EXTRACTED TEXT =>
I, too have a bunch of SCSI errors like "Buffer I/O error on device sda1, logical block x" when I plug in my USB flash drive or IEEE1394 CDRW, on a pure udev, 2.6.11, KDE3.4 system. With all the SCSI I/O errors, I get all sorts of wierd errors. I can see the make/model of my flashdisk and CDRW, I can see udev made the appropriate /dev/sda1 and /dev/sr0, I cannot mount the VFAT flashdisk partition, I can mount the isofs and ls the root directory but I cannot access any files.

My first discovery was that all errors goes away if I stop the hald (HAL daemon) service.

Second discovery was that kernel 2.6.10 broke something on the SCSI or usb_storage end, thereby affecting 2.6.11 as well. I cannot confirm this, but find and read the changelog for 2.6.10 yourself.

Third discovery was turning on (a) probe all SCSI LUNs, (b) verbose debugging for SCSI, (c) verbose debugging for USB, apparently solves the problem without needing to stop hald. I said apparently because I test this only once, last night. Work-in-progress ..

----------

## cfuser

Thank you both for your help.  I did end up needing to write my own rules including the GROUP option (not so painful!), change the permissions and there you have it--working burner again.  The joy and mystery of Gentoo is that sometimes, you just don't know why things that did work befpre. don't work after many eager emerges.  It is made much easier by all the help on the top-notch forum.  Again, thanks.

----------

RECORDED INFORMATION =>
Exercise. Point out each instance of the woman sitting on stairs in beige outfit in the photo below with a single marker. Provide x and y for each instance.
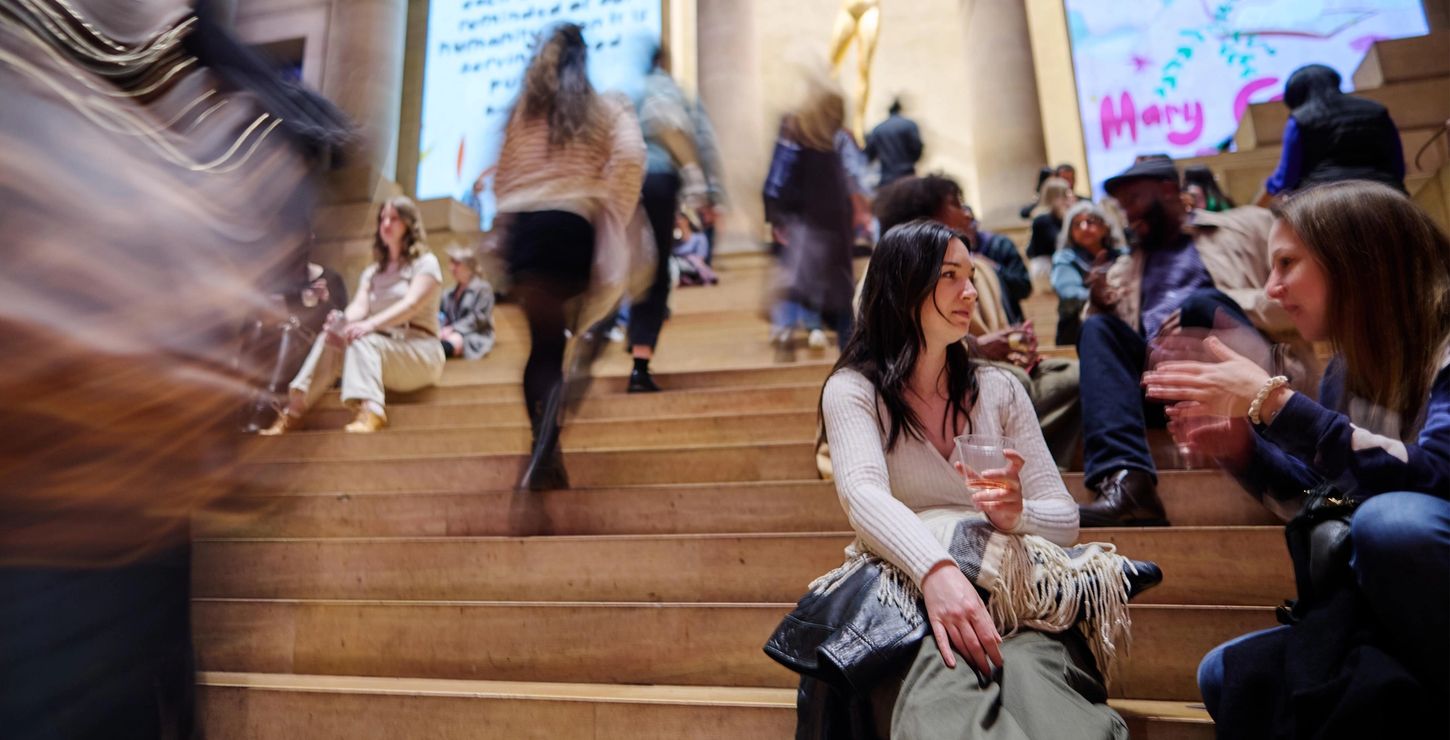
(976, 553)
(387, 337)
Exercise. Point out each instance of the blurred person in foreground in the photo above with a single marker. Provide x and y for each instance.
(1179, 274)
(1056, 198)
(569, 180)
(466, 314)
(1368, 652)
(808, 203)
(142, 227)
(673, 171)
(386, 338)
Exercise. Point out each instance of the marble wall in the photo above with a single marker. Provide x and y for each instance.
(962, 67)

TASK DETAILS => Please state what the first poster in the forum thread found would make all the errors go away. These records have nothing to do with the forum thread.

RESPONSE FOR THIS EXERCISE => Stopping the hald (HAL daemon) service.